### EXERCISE DETAILS
Return all of the data verbatim, dropping any picture.

### DATA SUPPLIED
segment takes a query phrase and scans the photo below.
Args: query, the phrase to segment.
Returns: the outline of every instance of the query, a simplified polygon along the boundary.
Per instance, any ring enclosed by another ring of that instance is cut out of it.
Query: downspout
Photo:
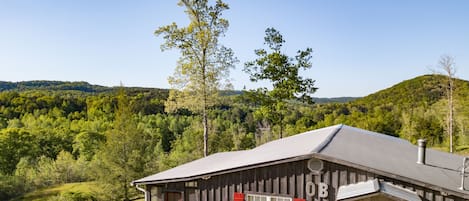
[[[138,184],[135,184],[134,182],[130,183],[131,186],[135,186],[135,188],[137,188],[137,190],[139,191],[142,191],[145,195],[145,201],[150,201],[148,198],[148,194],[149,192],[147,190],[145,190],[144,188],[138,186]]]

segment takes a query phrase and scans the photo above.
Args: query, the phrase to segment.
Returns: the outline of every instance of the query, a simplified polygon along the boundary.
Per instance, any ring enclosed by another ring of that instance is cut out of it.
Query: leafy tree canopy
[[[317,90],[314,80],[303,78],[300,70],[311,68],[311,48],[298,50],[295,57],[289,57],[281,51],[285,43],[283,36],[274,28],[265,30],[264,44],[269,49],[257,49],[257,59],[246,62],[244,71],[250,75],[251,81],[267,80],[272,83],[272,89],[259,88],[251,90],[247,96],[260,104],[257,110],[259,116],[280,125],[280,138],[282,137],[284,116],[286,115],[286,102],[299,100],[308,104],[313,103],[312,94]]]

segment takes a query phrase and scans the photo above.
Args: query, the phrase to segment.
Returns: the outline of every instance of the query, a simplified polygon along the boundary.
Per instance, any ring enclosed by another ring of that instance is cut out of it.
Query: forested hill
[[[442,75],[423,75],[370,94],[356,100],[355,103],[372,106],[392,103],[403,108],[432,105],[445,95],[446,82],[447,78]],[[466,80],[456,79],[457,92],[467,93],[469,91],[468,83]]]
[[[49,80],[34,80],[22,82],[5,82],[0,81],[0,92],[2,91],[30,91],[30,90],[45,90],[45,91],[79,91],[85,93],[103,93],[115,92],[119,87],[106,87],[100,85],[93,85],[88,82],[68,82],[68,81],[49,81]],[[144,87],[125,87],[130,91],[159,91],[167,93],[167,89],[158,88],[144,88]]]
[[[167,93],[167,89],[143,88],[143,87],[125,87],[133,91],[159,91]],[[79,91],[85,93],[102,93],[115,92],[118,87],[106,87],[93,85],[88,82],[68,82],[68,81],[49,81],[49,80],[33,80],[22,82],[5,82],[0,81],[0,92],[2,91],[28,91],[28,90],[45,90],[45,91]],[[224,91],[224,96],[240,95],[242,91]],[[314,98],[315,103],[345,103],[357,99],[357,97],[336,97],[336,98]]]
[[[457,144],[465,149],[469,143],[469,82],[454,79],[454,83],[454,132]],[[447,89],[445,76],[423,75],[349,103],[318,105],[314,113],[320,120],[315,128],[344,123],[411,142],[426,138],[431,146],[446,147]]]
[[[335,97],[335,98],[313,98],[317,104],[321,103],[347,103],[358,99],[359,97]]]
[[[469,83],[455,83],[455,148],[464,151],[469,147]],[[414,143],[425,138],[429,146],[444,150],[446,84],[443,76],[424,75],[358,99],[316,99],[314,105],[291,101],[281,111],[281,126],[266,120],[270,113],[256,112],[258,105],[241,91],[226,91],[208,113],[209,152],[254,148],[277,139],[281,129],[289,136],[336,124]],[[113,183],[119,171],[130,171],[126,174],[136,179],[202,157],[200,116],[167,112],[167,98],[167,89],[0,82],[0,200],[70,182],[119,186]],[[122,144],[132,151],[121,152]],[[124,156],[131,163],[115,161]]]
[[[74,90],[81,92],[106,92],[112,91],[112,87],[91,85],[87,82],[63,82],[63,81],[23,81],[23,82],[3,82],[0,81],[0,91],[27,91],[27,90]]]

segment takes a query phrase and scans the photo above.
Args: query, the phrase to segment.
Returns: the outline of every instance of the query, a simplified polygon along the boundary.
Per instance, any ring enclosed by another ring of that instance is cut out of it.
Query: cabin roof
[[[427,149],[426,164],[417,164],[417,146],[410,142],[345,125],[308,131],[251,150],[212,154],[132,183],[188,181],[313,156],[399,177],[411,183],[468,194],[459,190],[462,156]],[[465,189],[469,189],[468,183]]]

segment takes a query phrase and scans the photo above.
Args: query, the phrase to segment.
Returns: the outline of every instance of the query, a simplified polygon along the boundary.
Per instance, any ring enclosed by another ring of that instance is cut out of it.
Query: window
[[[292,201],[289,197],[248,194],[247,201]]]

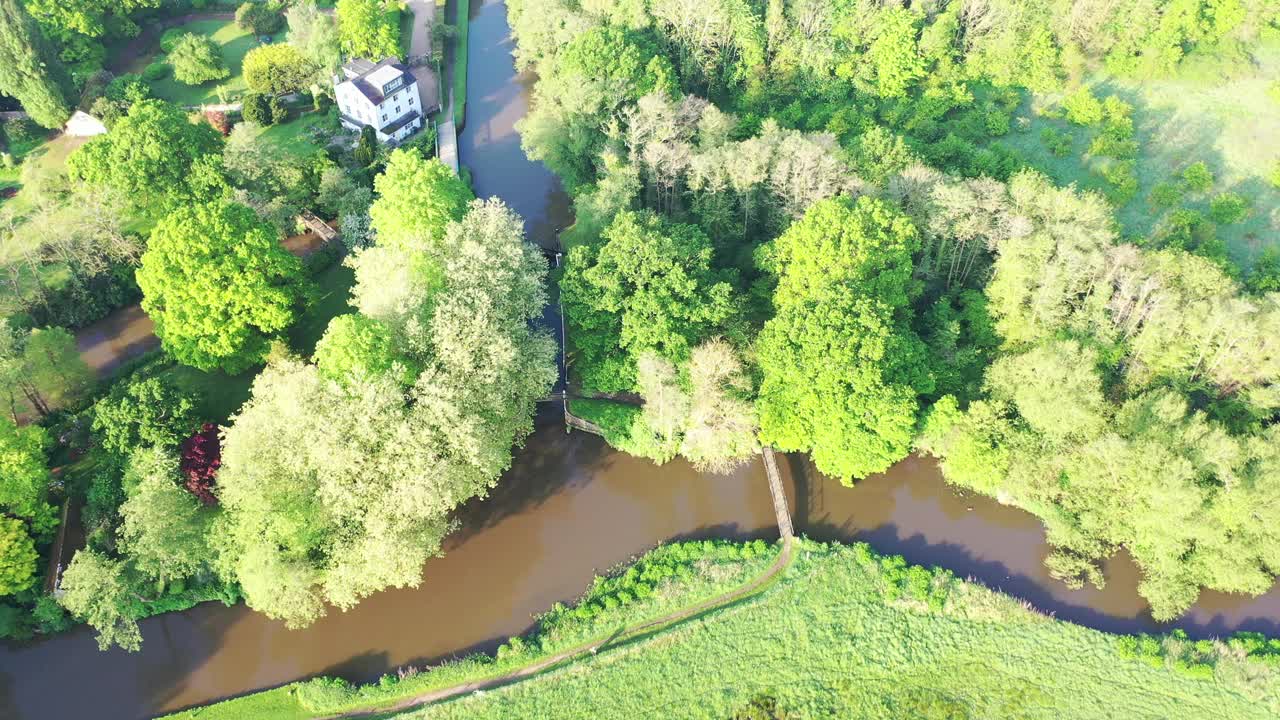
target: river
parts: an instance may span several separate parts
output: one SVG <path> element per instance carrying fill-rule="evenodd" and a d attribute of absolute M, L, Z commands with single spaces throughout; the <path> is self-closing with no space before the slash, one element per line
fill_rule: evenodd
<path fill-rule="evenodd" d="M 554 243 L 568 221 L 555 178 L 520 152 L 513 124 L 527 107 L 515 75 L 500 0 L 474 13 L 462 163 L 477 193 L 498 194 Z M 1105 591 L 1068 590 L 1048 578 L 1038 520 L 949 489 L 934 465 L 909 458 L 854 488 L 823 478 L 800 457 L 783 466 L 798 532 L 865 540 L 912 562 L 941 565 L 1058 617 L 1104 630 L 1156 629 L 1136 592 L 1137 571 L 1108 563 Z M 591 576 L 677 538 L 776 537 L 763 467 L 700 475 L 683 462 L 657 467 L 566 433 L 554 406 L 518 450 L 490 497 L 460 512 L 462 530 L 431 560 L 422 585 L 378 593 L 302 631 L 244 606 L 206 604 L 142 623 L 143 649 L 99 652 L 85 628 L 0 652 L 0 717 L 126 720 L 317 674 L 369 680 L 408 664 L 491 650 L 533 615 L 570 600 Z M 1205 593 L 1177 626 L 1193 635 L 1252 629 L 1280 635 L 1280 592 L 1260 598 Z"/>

### YOUR RESPONSE
segment takes a query phrase and scans the photo below.
Args: query, the phrase to segment.
Returns: the outline of every instance of the query, a simplified polygon along the boundary.
Per instance, any ring enclosed by another ring of that instance is cut out of it.
Query: downspout
Photo:
[[[138,184],[135,184],[134,182],[130,183],[131,186],[135,186],[135,188],[137,188],[137,190],[139,191],[142,191],[145,195],[145,201],[150,201],[148,198],[148,194],[149,192],[147,190],[145,190],[144,188],[138,186]]]

segment takes a query phrase and scans the photo above.
Args: query, the phrase to segment.
Returns: the outline of every instance of the query, a simplified polygon along the boundary.
Per instance, any ring enclosed by another ring of that instance is cut out of it.
Query: leafy tree canopy
[[[317,90],[314,80],[303,78],[300,70],[311,68],[311,48],[298,50],[295,57],[289,57],[281,51],[285,43],[283,36],[274,28],[265,30],[264,44],[269,49],[257,49],[257,59],[246,62],[244,71],[250,75],[251,81],[267,80],[272,83],[272,89],[259,88],[251,90],[247,96],[260,104],[257,110],[259,116],[280,125],[280,138],[282,137],[284,116],[286,115],[286,102],[299,100],[308,104],[313,103],[312,94]]]

segment takes a query phrase and scans the photo above.
Args: query, the phrase to segment.
Returns: the outline of every instance of the query, a simplified polygon along the boundary.
Per instance, any ring enclosed by another ring of that instance is cut out of it.
Query: forested hill
[[[442,75],[423,75],[370,94],[356,100],[355,103],[372,106],[392,103],[403,108],[432,105],[445,95],[446,82],[447,78]],[[466,80],[456,79],[457,92],[467,93],[469,91],[468,83]]]
[[[49,80],[34,80],[22,82],[5,82],[0,81],[0,92],[2,91],[30,91],[30,90],[45,90],[45,91],[79,91],[85,93],[103,93],[115,92],[119,87],[106,87],[100,85],[93,85],[88,82],[68,82],[68,81],[49,81]],[[144,87],[125,87],[130,91],[159,91],[167,93],[167,89],[158,88],[144,88]]]
[[[167,93],[167,89],[143,88],[143,87],[125,87],[133,91],[159,91]],[[79,91],[85,93],[102,93],[115,92],[118,87],[106,87],[93,85],[88,82],[68,82],[68,81],[49,81],[49,80],[33,80],[22,82],[5,82],[0,81],[0,92],[2,91],[28,91],[28,90],[45,90],[45,91]],[[224,91],[224,96],[240,95],[242,91]],[[314,98],[315,103],[345,103],[357,99],[357,97],[336,97],[336,98]]]
[[[457,144],[465,149],[469,143],[469,82],[454,79],[454,83],[454,132]],[[447,89],[445,76],[423,75],[349,103],[318,105],[314,113],[320,120],[315,128],[344,123],[411,142],[426,138],[431,146],[446,147]]]
[[[335,97],[335,98],[313,98],[317,104],[321,103],[347,103],[358,99],[359,97]]]
[[[469,83],[455,83],[455,148],[464,151],[469,147]],[[414,143],[425,138],[429,146],[444,150],[446,84],[443,76],[424,75],[358,99],[316,99],[314,105],[291,101],[281,111],[281,126],[266,120],[270,113],[256,112],[258,105],[241,91],[226,91],[208,113],[209,152],[254,148],[277,139],[281,129],[289,136],[336,124]],[[113,183],[119,171],[130,171],[126,174],[136,179],[202,157],[200,116],[167,112],[167,98],[167,89],[0,82],[0,200],[70,182],[119,186]],[[122,144],[132,151],[121,152]],[[124,156],[131,163],[115,161]]]
[[[74,90],[81,92],[106,92],[112,91],[112,87],[91,85],[87,82],[63,82],[63,81],[23,81],[23,82],[3,82],[0,81],[0,91],[27,91],[27,90]]]

segment takes a query phrase and scans the photo above.
Args: query, the phrase to segment.
Returns: the outline of every instance of the query, a simplified polygon along the boundary.
Per instance, any ring enclosed by another ring of that instance is cut out of it.
Query: cabin roof
[[[427,149],[426,164],[417,164],[417,146],[410,142],[345,125],[308,131],[251,150],[212,154],[132,183],[188,181],[313,156],[399,177],[411,183],[468,194],[459,190],[462,156]],[[465,189],[469,189],[468,183]]]

segment takes a query phrase and scans the photo above.
Args: query, the phrase to segment.
Returns: the outline of every instance of the query, a simplified polygon along the boundary.
Per instance, any ring enclosed by another ring of that instance is cut out of it.
Query: window
[[[292,201],[289,197],[248,194],[247,201]]]

target: river
parts: an instance may span several separate parts
output: one SVG <path> element per instance carrying fill-rule="evenodd" and a d attribute of absolute M, L, Z commands with single spaces throughout; the <path> is self-closing with no space before the slash, one element per line
fill_rule: evenodd
<path fill-rule="evenodd" d="M 554 243 L 568 221 L 555 178 L 520 152 L 513 124 L 527 107 L 515 75 L 500 0 L 474 13 L 462 163 L 477 193 L 498 194 Z M 1105 591 L 1068 590 L 1048 578 L 1038 520 L 949 489 L 934 465 L 909 458 L 854 488 L 823 478 L 800 457 L 783 466 L 798 532 L 865 540 L 912 562 L 941 565 L 1058 617 L 1104 630 L 1156 629 L 1136 592 L 1137 571 L 1108 563 Z M 591 576 L 677 538 L 776 537 L 763 467 L 700 475 L 683 462 L 657 467 L 566 433 L 554 406 L 518 450 L 490 497 L 460 512 L 462 530 L 431 560 L 422 585 L 378 593 L 302 631 L 244 606 L 206 604 L 142 623 L 143 649 L 99 652 L 85 628 L 0 652 L 0 717 L 126 720 L 317 674 L 369 680 L 408 664 L 491 650 L 533 615 L 570 600 Z M 1205 593 L 1177 626 L 1193 635 L 1252 629 L 1280 635 L 1280 592 L 1260 598 Z"/>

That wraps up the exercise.